▶ **GIVEN PASSAGE**
'''

Other times, police or prosecutors may elect not to send rape kits to the crime lab for testing because they doubt the credibility of the report or because the case centers only on the question of consent, not whether a sexual act took place. In Maine, those completed kits might sit on shelves for years without any centralized record detailing their existence – even current best practice says all kits should be tested, according to Jackie Sartoris, district attorney for Cumberland County.

“You’re not supposed to hang on and see if you have a credible victim,”she said.“You don’t ask a burglary victim if they’ve made it up.”

Because there’s currently no inventory in the state, it’s impossible to know just how many kits sit untested in 2024. Several speakers Monday said that uncertainty poses problems for both law enforcement and the survivors who agree to undergo lengthy and invasive examinations, but then never learn whether their kit even reached the crime lab.

'''

▶ **DATASET**
'''

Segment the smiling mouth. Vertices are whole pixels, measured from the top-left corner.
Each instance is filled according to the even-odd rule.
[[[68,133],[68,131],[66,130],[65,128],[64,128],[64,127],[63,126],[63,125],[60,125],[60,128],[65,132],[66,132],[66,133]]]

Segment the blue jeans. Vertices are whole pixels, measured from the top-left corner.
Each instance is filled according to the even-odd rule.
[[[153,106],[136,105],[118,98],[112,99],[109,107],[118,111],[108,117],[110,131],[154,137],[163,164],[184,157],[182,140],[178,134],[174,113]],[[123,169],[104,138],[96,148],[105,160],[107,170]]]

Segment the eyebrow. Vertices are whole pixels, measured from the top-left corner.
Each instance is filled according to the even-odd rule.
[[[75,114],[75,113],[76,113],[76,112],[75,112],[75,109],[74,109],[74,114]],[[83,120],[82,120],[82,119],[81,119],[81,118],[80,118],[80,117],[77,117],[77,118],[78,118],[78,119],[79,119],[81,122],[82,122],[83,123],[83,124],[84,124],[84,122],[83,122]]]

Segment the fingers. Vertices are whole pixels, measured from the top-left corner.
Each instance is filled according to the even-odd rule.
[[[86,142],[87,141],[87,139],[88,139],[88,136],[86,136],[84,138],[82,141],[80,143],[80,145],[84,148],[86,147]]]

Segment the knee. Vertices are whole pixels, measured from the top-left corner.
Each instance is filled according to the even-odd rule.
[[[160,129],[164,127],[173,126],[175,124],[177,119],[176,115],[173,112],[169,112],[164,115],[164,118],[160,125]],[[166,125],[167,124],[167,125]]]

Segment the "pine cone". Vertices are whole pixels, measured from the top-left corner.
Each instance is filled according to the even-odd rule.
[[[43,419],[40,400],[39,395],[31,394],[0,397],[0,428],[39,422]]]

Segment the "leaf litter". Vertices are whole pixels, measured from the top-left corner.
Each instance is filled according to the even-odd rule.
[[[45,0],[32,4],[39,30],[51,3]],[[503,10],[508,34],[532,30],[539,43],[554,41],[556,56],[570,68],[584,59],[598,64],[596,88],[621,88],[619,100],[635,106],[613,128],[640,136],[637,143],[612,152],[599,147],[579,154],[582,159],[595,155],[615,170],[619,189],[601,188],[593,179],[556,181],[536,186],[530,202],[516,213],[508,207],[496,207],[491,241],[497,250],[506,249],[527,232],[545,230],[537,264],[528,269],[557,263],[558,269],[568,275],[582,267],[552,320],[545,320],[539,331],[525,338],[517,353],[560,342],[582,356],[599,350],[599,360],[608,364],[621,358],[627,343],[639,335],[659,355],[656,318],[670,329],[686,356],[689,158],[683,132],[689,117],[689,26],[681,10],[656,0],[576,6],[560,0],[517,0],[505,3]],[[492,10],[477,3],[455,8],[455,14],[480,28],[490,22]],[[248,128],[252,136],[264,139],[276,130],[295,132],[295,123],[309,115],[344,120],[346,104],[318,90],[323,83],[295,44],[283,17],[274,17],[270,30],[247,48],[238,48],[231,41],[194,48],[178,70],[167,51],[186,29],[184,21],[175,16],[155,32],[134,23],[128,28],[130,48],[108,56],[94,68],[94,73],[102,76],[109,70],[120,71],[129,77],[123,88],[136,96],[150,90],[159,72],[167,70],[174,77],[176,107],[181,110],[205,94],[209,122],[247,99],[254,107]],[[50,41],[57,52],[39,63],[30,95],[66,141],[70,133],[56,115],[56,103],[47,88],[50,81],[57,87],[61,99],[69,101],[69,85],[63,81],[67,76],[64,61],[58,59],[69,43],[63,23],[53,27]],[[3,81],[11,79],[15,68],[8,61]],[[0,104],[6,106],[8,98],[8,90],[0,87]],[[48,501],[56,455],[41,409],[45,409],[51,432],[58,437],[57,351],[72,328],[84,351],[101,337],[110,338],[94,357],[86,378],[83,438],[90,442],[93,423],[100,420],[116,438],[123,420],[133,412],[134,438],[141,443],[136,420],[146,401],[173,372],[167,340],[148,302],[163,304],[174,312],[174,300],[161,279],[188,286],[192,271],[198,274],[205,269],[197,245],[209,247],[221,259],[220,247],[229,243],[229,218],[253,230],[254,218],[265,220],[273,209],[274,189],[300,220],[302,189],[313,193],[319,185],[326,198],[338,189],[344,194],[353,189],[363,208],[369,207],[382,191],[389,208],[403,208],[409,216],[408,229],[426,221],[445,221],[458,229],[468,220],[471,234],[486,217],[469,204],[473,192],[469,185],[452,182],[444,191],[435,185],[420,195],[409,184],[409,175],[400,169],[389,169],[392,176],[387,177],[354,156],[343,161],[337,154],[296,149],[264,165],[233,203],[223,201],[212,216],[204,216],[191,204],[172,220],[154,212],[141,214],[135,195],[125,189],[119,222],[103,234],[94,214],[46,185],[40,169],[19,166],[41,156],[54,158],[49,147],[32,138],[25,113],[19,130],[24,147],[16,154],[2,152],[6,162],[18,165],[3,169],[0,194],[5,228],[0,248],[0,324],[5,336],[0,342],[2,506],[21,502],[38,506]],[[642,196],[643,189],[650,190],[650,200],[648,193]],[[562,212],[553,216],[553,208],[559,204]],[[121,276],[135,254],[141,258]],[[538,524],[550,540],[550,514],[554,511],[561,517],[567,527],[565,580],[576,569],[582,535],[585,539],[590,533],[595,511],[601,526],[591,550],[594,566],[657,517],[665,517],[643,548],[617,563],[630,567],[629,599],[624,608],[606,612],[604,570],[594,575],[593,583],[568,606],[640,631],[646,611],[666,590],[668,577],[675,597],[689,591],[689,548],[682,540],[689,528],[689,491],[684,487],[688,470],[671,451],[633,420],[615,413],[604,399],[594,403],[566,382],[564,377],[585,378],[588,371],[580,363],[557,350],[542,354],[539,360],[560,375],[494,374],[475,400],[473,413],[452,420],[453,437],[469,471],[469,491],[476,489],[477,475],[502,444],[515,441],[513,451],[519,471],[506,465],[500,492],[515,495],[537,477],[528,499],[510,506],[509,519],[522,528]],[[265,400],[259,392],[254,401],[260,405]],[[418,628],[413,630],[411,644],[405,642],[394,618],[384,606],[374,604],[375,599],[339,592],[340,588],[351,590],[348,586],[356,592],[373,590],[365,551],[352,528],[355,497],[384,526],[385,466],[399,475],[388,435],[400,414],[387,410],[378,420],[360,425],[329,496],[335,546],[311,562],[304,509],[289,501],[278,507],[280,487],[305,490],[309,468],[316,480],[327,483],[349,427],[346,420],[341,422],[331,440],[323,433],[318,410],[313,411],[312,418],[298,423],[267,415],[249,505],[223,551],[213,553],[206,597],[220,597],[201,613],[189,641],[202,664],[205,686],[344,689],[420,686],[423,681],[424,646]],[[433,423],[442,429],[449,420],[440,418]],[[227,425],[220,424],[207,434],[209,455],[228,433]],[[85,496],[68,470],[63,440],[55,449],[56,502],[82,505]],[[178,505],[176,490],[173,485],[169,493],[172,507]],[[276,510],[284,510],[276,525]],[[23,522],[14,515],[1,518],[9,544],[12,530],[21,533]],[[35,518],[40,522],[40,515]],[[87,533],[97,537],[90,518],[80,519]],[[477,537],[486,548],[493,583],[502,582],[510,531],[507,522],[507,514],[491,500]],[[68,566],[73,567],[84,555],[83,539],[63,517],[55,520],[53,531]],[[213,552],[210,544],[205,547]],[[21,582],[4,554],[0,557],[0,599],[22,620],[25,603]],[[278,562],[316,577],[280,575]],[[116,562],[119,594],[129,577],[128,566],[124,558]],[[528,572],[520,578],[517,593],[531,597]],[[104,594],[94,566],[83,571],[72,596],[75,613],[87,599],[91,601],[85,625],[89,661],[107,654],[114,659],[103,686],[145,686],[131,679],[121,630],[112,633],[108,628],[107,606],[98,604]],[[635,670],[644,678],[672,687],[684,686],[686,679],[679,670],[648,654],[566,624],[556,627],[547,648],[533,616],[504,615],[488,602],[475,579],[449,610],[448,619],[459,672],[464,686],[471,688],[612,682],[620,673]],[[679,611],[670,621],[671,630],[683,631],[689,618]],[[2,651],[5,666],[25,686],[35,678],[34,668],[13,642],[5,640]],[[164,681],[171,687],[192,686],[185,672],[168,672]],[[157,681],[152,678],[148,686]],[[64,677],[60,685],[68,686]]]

'''

▶ **REQUIRED ACTION 1**
In the passage on untested rape kits, who is the district attorney for Cumberland County?
▶ **REQUIRED ACTION 2**
From the passage on untested rape kits, write out the part that opens with the words containing "Because there’s currently" and closes with "the crime lab.".

▶ **OUTPUT 1**
Jackie Sartoris

▶ **OUTPUT 2**
Because there’s currently no inventory in the state, it’s impossible to know just how many kits sit untested in 2024. Several speakers Monday said that uncertainty poses problems for both law enforcement and the survivors who agree to undergo lengthy and invasive examinations, but then never learn whether their kit even reached the crime lab.